PROBLEM.
A single number is the answer: how many lines of the data hold "base"?

Collected data
§ §

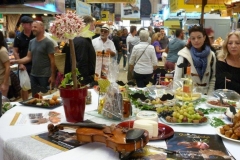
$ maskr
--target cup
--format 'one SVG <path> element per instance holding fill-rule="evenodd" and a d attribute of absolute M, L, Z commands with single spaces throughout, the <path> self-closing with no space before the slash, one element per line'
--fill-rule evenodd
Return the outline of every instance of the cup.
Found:
<path fill-rule="evenodd" d="M 129 118 L 132 114 L 132 105 L 129 99 L 123 99 L 123 118 Z"/>

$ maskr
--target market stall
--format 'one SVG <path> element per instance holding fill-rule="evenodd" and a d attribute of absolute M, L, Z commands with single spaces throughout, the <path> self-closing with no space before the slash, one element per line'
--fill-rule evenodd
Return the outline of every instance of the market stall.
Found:
<path fill-rule="evenodd" d="M 92 114 L 93 112 L 97 113 L 97 106 L 98 106 L 98 93 L 95 90 L 89 90 L 92 95 L 92 103 L 89 105 L 86 105 L 84 120 L 91 120 L 93 122 L 99 123 L 99 124 L 119 124 L 122 121 L 116 121 L 111 120 L 107 118 L 103 118 L 99 115 Z M 161 91 L 161 90 L 159 90 Z M 160 92 L 158 92 L 160 93 Z M 56 94 L 56 93 L 54 93 Z M 49 99 L 53 99 L 53 95 L 47 96 Z M 196 108 L 202 108 L 202 109 L 208 109 L 209 115 L 208 118 L 211 119 L 213 117 L 219 118 L 220 116 L 223 117 L 223 121 L 225 123 L 231 123 L 227 119 L 227 117 L 222 112 L 215 112 L 210 113 L 210 107 L 207 102 L 202 102 L 203 99 L 208 99 L 208 97 L 202 96 L 200 98 L 200 101 L 194 104 Z M 61 143 L 55 143 L 55 145 L 50 145 L 50 143 L 45 143 L 44 141 L 41 141 L 39 139 L 36 139 L 37 135 L 40 135 L 42 133 L 48 133 L 48 124 L 52 123 L 53 121 L 47 121 L 47 122 L 35 122 L 33 121 L 36 119 L 36 116 L 41 115 L 43 118 L 46 118 L 50 120 L 50 112 L 54 114 L 58 114 L 60 121 L 58 121 L 55 124 L 66 122 L 66 118 L 64 115 L 64 109 L 62 105 L 56 105 L 53 107 L 37 107 L 35 105 L 29 105 L 29 104 L 20 104 L 18 102 L 12 103 L 12 105 L 15 104 L 16 106 L 12 109 L 8 110 L 1 118 L 0 118 L 0 159 L 1 160 L 13 160 L 13 159 L 44 159 L 44 160 L 50 160 L 50 159 L 99 159 L 99 160 L 114 160 L 119 159 L 119 155 L 114 150 L 106 147 L 104 143 L 87 143 L 87 144 L 81 144 L 77 147 L 70 147 L 66 148 L 61 147 L 64 145 L 61 145 Z M 141 108 L 135 108 L 133 106 L 133 113 L 139 113 Z M 37 114 L 38 113 L 38 114 Z M 40 114 L 41 113 L 41 114 Z M 153 112 L 153 113 L 156 113 Z M 27 121 L 29 115 L 31 115 L 32 119 L 31 121 Z M 34 118 L 33 118 L 34 116 Z M 133 114 L 129 118 L 125 119 L 124 121 L 129 120 L 135 120 L 136 115 Z M 127 122 L 128 124 L 128 122 Z M 174 130 L 174 136 L 176 134 L 187 134 L 187 135 L 194 135 L 196 134 L 203 134 L 205 138 L 202 137 L 202 140 L 206 139 L 206 136 L 209 137 L 215 137 L 217 139 L 211 140 L 211 142 L 214 142 L 214 144 L 221 144 L 221 141 L 223 141 L 223 144 L 221 144 L 221 147 L 226 147 L 226 151 L 229 152 L 228 154 L 232 154 L 235 159 L 239 159 L 238 154 L 238 146 L 239 146 L 239 140 L 234 140 L 231 138 L 226 138 L 225 136 L 221 135 L 219 133 L 219 129 L 216 129 L 210 125 L 210 121 L 204 122 L 202 124 L 181 124 L 181 123 L 171 123 L 162 120 L 161 118 L 158 119 L 158 125 L 161 126 L 166 125 Z M 166 129 L 167 127 L 165 127 Z M 170 133 L 169 130 L 166 129 L 165 132 L 159 132 L 161 135 L 167 135 Z M 155 146 L 160 148 L 168 148 L 167 145 L 170 143 L 169 141 L 165 141 L 165 138 L 162 138 L 162 136 L 159 135 L 160 138 L 157 138 L 155 140 L 150 140 L 147 145 L 149 146 Z M 220 138 L 221 135 L 223 138 Z M 169 136 L 168 136 L 169 138 Z M 197 138 L 195 138 L 196 140 Z M 178 141 L 179 142 L 179 141 Z M 203 142 L 202 142 L 203 143 Z M 209 146 L 208 148 L 213 149 L 213 145 L 206 142 Z M 184 145 L 190 145 L 190 143 L 184 143 Z M 183 146 L 184 145 L 180 145 Z M 206 145 L 206 144 L 204 144 Z M 65 148 L 65 149 L 63 149 Z M 206 149 L 205 149 L 206 150 Z M 219 149 L 222 150 L 222 149 Z M 165 151 L 166 152 L 166 151 Z M 226 154 L 227 154 L 226 152 Z M 161 154 L 166 156 L 166 153 L 161 152 Z M 231 156 L 231 155 L 230 155 Z"/>

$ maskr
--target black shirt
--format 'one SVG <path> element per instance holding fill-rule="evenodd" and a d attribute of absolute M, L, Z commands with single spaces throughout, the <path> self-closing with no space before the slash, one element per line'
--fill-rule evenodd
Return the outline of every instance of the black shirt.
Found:
<path fill-rule="evenodd" d="M 93 48 L 90 38 L 76 37 L 73 39 L 77 68 L 83 77 L 84 85 L 92 83 L 94 81 L 95 67 L 96 67 L 96 52 Z M 64 74 L 71 72 L 71 55 L 70 48 L 65 45 L 63 53 L 66 53 Z"/>
<path fill-rule="evenodd" d="M 216 83 L 215 89 L 225 88 L 225 77 L 230 82 L 226 82 L 226 88 L 234 90 L 240 94 L 240 68 L 230 66 L 227 61 L 217 61 L 216 63 Z"/>
<path fill-rule="evenodd" d="M 113 39 L 112 39 L 113 43 L 114 43 L 114 46 L 116 48 L 117 51 L 120 51 L 120 39 L 118 36 L 113 36 Z"/>
<path fill-rule="evenodd" d="M 32 32 L 31 32 L 30 37 L 28 37 L 23 33 L 23 31 L 15 37 L 13 46 L 18 48 L 18 53 L 19 53 L 20 58 L 26 57 L 26 55 L 28 53 L 29 42 L 33 38 L 35 38 L 35 36 L 33 35 Z M 32 62 L 29 62 L 25 65 L 31 65 L 31 64 L 32 64 Z"/>

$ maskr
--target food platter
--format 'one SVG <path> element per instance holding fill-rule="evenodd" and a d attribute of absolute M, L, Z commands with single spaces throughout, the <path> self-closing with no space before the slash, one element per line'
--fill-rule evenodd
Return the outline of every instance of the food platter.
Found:
<path fill-rule="evenodd" d="M 230 105 L 236 107 L 236 108 L 239 108 L 237 106 L 237 103 L 236 101 L 232 101 L 232 100 L 228 100 L 228 99 L 223 99 L 223 102 L 224 102 L 224 105 L 221 106 L 221 103 L 220 103 L 220 100 L 217 99 L 217 98 L 210 98 L 206 101 L 206 104 L 208 107 L 211 107 L 211 108 L 228 108 Z"/>
<path fill-rule="evenodd" d="M 176 93 L 175 93 L 175 98 L 178 99 L 178 100 L 180 100 L 180 101 L 182 101 L 182 100 L 183 100 L 182 95 L 183 95 L 182 92 L 176 92 Z M 201 98 L 201 95 L 202 95 L 202 94 L 201 94 L 201 93 L 198 93 L 198 92 L 192 93 L 192 98 L 189 97 L 189 98 L 187 99 L 187 101 L 196 101 L 196 100 L 198 100 L 198 99 Z"/>
<path fill-rule="evenodd" d="M 124 121 L 124 122 L 119 123 L 118 126 L 132 128 L 133 123 L 134 123 L 134 121 Z M 158 123 L 158 137 L 156 137 L 156 138 L 153 137 L 153 138 L 150 138 L 149 140 L 150 141 L 164 140 L 164 139 L 171 137 L 173 134 L 174 134 L 174 130 L 171 127 L 169 127 L 165 124 L 162 124 L 162 123 Z"/>
<path fill-rule="evenodd" d="M 33 100 L 34 98 L 31 98 L 31 99 L 28 99 L 26 101 L 22 101 L 22 102 L 19 102 L 20 104 L 24 105 L 24 106 L 28 106 L 28 107 L 37 107 L 37 108 L 47 108 L 47 109 L 53 109 L 53 108 L 56 108 L 56 107 L 60 107 L 62 105 L 62 102 L 60 101 L 59 103 L 57 104 L 54 104 L 54 105 L 37 105 L 37 104 L 29 104 L 29 101 Z M 45 100 L 49 100 L 49 99 L 45 99 Z"/>
<path fill-rule="evenodd" d="M 219 126 L 219 127 L 216 128 L 216 133 L 217 133 L 219 136 L 221 136 L 222 138 L 228 139 L 228 140 L 230 140 L 230 141 L 234 141 L 234 142 L 240 143 L 240 140 L 228 138 L 228 137 L 226 137 L 225 135 L 221 134 L 221 133 L 220 133 L 220 128 L 222 128 L 222 127 L 223 127 L 223 126 Z"/>
<path fill-rule="evenodd" d="M 202 125 L 208 124 L 208 122 L 209 122 L 209 119 L 208 119 L 206 122 L 203 122 L 203 123 L 171 123 L 171 122 L 166 121 L 163 117 L 160 117 L 159 119 L 163 123 L 168 124 L 168 125 L 195 125 L 195 126 L 202 126 Z"/>

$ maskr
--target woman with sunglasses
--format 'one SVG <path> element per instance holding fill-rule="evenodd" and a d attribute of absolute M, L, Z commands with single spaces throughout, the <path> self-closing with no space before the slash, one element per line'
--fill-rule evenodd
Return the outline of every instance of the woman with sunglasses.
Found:
<path fill-rule="evenodd" d="M 202 94 L 211 94 L 215 85 L 216 58 L 210 48 L 210 41 L 205 30 L 200 26 L 189 29 L 189 43 L 178 52 L 174 81 L 184 77 L 186 65 L 191 67 L 193 85 L 202 88 Z M 187 62 L 187 63 L 186 63 Z M 174 85 L 176 89 L 177 86 Z"/>
<path fill-rule="evenodd" d="M 240 31 L 228 34 L 217 56 L 215 89 L 231 89 L 240 94 Z"/>

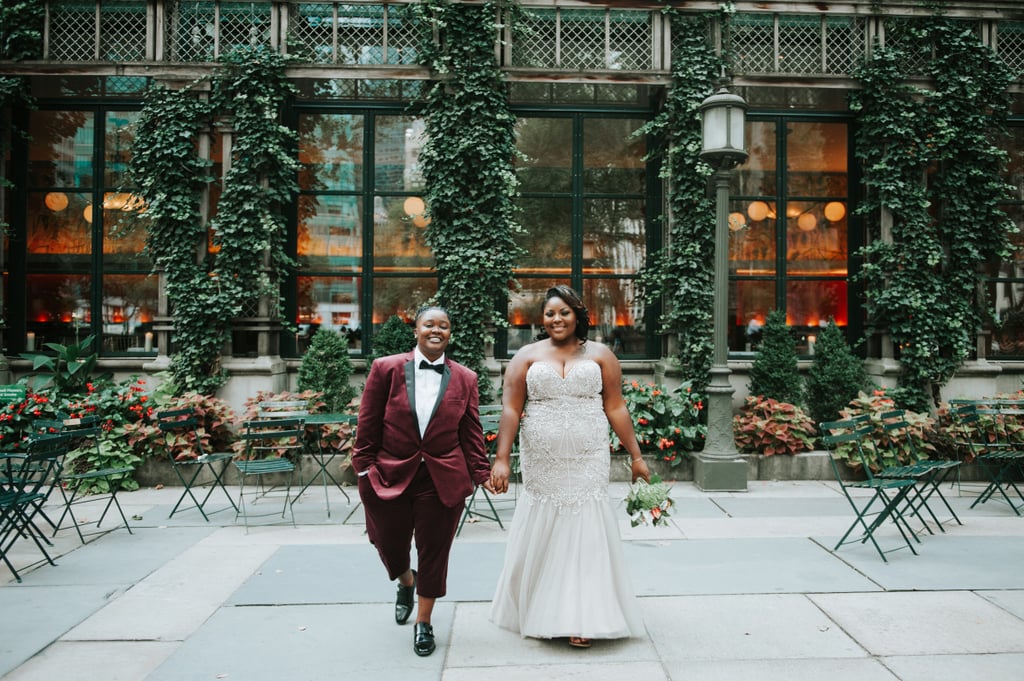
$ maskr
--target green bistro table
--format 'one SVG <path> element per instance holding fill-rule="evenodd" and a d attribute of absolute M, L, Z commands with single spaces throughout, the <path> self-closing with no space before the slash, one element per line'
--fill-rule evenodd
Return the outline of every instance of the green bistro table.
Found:
<path fill-rule="evenodd" d="M 331 484 L 333 484 L 335 487 L 341 490 L 341 493 L 345 495 L 346 502 L 351 503 L 352 499 L 348 496 L 348 492 L 345 491 L 345 488 L 341 486 L 341 482 L 339 482 L 338 479 L 335 478 L 329 470 L 327 470 L 327 467 L 331 464 L 331 462 L 334 461 L 336 457 L 341 456 L 341 450 L 336 449 L 334 447 L 331 447 L 327 450 L 324 449 L 323 429 L 321 428 L 321 426 L 334 424 L 347 424 L 353 426 L 352 432 L 349 433 L 348 440 L 346 440 L 343 443 L 347 444 L 351 442 L 352 439 L 355 437 L 356 431 L 354 426 L 356 425 L 357 417 L 353 414 L 309 414 L 305 418 L 306 425 L 314 426 L 315 428 L 316 447 L 311 448 L 309 450 L 309 455 L 313 457 L 313 460 L 316 462 L 318 470 L 316 473 L 313 474 L 313 476 L 309 479 L 308 482 L 302 485 L 302 489 L 300 489 L 298 493 L 295 495 L 295 498 L 292 500 L 292 503 L 297 501 L 299 497 L 302 496 L 302 493 L 309 489 L 309 486 L 319 479 L 324 487 L 324 501 L 327 504 L 327 517 L 330 518 L 331 503 L 330 500 L 328 499 L 328 490 Z"/>

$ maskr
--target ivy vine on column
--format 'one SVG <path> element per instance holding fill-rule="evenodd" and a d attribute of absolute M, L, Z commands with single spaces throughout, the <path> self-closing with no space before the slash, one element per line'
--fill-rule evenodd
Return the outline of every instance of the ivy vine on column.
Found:
<path fill-rule="evenodd" d="M 723 61 L 708 41 L 712 15 L 665 11 L 671 18 L 672 85 L 662 111 L 640 132 L 663 142 L 654 153 L 664 156 L 670 237 L 641 271 L 640 285 L 649 304 L 665 306 L 661 332 L 677 336 L 683 379 L 703 391 L 712 358 L 715 206 L 707 191 L 711 168 L 700 159 L 700 105 L 712 94 Z"/>
<path fill-rule="evenodd" d="M 22 61 L 39 59 L 43 54 L 43 3 L 39 0 L 27 2 L 4 2 L 0 5 L 0 59 Z M 10 112 L 15 108 L 31 109 L 35 98 L 29 93 L 28 79 L 21 76 L 0 76 L 0 156 L 10 149 L 12 134 L 23 135 L 23 130 L 14 130 L 10 124 Z M 0 173 L 0 190 L 11 187 L 10 180 Z M 0 215 L 0 229 L 8 225 Z"/>
<path fill-rule="evenodd" d="M 477 372 L 489 401 L 484 364 L 490 329 L 504 323 L 496 304 L 513 281 L 518 256 L 514 199 L 518 181 L 515 116 L 494 41 L 517 3 L 479 5 L 423 0 L 410 6 L 422 29 L 420 61 L 436 78 L 423 108 L 427 142 L 420 152 L 437 261 L 438 301 L 452 315 L 451 354 Z"/>
<path fill-rule="evenodd" d="M 986 305 L 981 263 L 1009 253 L 1012 221 L 1000 171 L 1010 74 L 971 22 L 893 21 L 890 44 L 934 47 L 929 88 L 906 82 L 905 49 L 875 47 L 858 71 L 863 89 L 856 153 L 864 173 L 868 245 L 862 249 L 873 324 L 899 348 L 902 406 L 926 410 L 970 355 Z M 891 239 L 879 219 L 891 216 Z"/>
<path fill-rule="evenodd" d="M 146 95 L 131 171 L 148 204 L 146 250 L 165 276 L 179 393 L 213 393 L 223 384 L 220 358 L 232 320 L 255 296 L 277 300 L 292 265 L 281 207 L 296 191 L 295 135 L 278 120 L 294 87 L 286 62 L 265 48 L 241 49 L 222 59 L 208 101 L 193 89 L 155 87 Z M 214 178 L 197 139 L 215 120 L 230 125 L 233 146 L 208 254 L 199 207 Z"/>

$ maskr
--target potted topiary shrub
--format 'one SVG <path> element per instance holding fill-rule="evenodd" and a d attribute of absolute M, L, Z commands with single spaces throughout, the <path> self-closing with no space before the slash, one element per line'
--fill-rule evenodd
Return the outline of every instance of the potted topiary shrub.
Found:
<path fill-rule="evenodd" d="M 797 369 L 796 343 L 786 325 L 786 313 L 772 310 L 761 333 L 761 349 L 750 368 L 750 395 L 801 404 L 803 380 Z"/>
<path fill-rule="evenodd" d="M 349 383 L 351 375 L 348 340 L 336 331 L 317 329 L 299 364 L 299 390 L 320 393 L 325 411 L 341 413 L 356 396 L 356 389 Z"/>
<path fill-rule="evenodd" d="M 815 423 L 835 421 L 851 400 L 871 387 L 863 360 L 850 350 L 835 320 L 818 335 L 806 387 L 807 410 Z"/>
<path fill-rule="evenodd" d="M 372 359 L 409 352 L 416 345 L 416 336 L 412 327 L 399 317 L 392 315 L 384 322 L 373 336 Z"/>

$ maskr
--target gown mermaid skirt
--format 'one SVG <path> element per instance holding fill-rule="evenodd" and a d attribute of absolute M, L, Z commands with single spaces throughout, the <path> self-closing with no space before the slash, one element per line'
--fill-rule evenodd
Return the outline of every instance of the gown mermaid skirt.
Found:
<path fill-rule="evenodd" d="M 536 362 L 520 426 L 524 492 L 509 530 L 491 621 L 534 638 L 643 633 L 608 500 L 608 421 L 601 368 L 565 378 Z"/>

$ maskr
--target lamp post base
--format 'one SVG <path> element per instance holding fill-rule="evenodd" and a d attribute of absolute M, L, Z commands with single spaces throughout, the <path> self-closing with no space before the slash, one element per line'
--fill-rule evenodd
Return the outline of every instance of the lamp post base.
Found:
<path fill-rule="evenodd" d="M 693 458 L 693 483 L 704 492 L 746 492 L 747 462 L 697 454 Z"/>

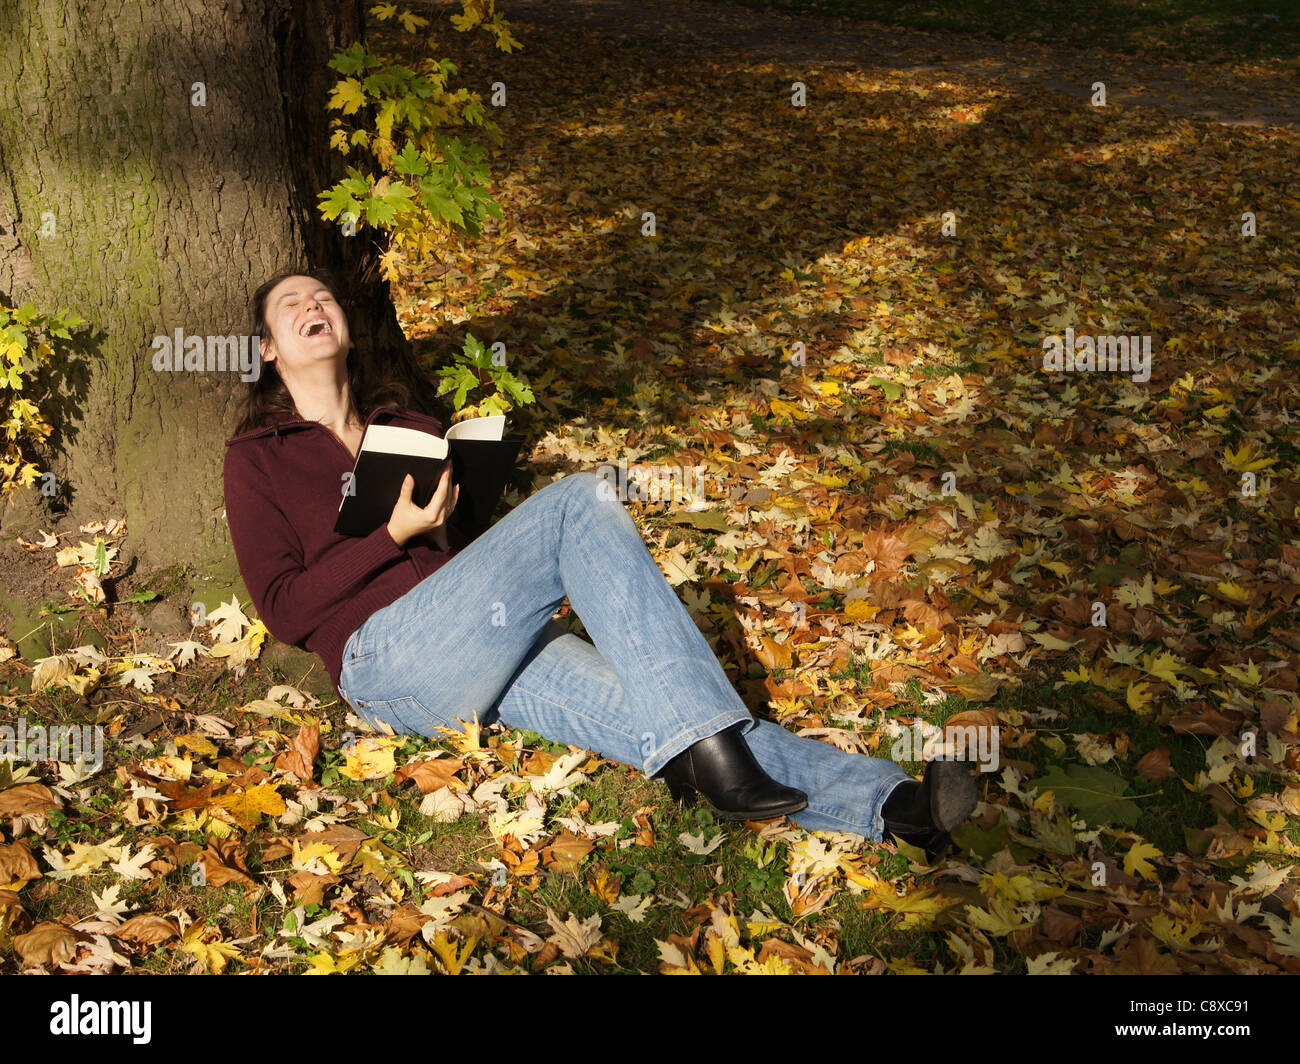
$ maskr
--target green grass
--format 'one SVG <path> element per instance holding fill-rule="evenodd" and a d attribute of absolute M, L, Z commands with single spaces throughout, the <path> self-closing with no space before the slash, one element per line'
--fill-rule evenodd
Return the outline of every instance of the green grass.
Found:
<path fill-rule="evenodd" d="M 923 30 L 1026 38 L 1166 59 L 1294 60 L 1300 17 L 1292 0 L 734 0 Z M 1275 15 L 1276 18 L 1266 18 Z"/>

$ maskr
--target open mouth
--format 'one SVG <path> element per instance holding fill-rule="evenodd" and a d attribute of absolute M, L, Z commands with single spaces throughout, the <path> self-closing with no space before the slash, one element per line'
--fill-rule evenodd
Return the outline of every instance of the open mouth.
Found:
<path fill-rule="evenodd" d="M 324 318 L 316 318 L 313 321 L 309 321 L 302 328 L 303 336 L 332 336 L 333 333 L 333 327 Z"/>

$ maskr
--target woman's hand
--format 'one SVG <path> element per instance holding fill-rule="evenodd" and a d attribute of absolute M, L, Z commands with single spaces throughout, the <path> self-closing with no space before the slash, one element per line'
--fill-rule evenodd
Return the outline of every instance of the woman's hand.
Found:
<path fill-rule="evenodd" d="M 447 518 L 456 509 L 460 498 L 460 485 L 451 483 L 451 463 L 448 462 L 438 480 L 438 490 L 433 493 L 429 505 L 423 508 L 411 501 L 411 492 L 415 488 L 415 478 L 410 473 L 402 481 L 402 493 L 393 506 L 392 516 L 388 518 L 388 534 L 399 547 L 406 546 L 407 540 L 425 532 L 432 533 L 434 543 L 439 550 L 447 550 Z"/>

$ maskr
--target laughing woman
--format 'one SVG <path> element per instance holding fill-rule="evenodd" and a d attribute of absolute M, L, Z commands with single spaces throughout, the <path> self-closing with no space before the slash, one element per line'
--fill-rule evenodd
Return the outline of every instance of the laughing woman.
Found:
<path fill-rule="evenodd" d="M 387 524 L 333 531 L 367 425 L 441 435 L 391 382 L 364 379 L 335 287 L 272 278 L 253 297 L 262 373 L 226 441 L 226 516 L 262 621 L 318 654 L 362 717 L 425 736 L 500 721 L 702 795 L 719 816 L 893 834 L 936 856 L 975 780 L 917 781 L 757 720 L 728 683 L 623 504 L 594 473 L 547 485 L 491 527 L 450 525 L 450 465 L 428 505 L 407 478 Z M 552 615 L 565 597 L 591 642 Z"/>

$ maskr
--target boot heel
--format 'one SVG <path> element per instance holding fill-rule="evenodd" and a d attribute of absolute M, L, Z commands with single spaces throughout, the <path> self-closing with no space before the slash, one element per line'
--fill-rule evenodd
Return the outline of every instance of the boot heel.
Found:
<path fill-rule="evenodd" d="M 771 820 L 808 805 L 808 796 L 778 783 L 754 759 L 740 725 L 699 740 L 658 773 L 685 805 L 703 798 L 724 820 Z"/>
<path fill-rule="evenodd" d="M 699 798 L 699 792 L 694 787 L 686 783 L 681 783 L 675 779 L 665 779 L 668 784 L 668 793 L 678 802 L 685 806 L 692 806 L 695 800 Z"/>

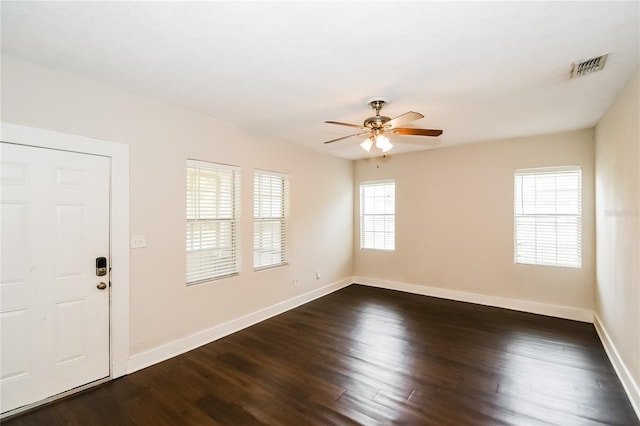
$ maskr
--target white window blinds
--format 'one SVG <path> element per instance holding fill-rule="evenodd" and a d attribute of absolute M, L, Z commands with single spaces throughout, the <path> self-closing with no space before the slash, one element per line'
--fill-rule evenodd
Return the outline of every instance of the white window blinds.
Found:
<path fill-rule="evenodd" d="M 395 250 L 396 184 L 360 184 L 360 248 Z"/>
<path fill-rule="evenodd" d="M 253 268 L 287 263 L 289 177 L 256 170 L 253 175 Z"/>
<path fill-rule="evenodd" d="M 515 171 L 515 262 L 582 265 L 580 167 Z"/>
<path fill-rule="evenodd" d="M 240 271 L 240 169 L 187 160 L 187 284 Z"/>

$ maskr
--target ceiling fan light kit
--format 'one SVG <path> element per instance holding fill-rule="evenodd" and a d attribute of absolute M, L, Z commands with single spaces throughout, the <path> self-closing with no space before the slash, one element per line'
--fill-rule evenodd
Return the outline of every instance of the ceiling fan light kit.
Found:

§ §

SOLUTION FOR THIS TASK.
2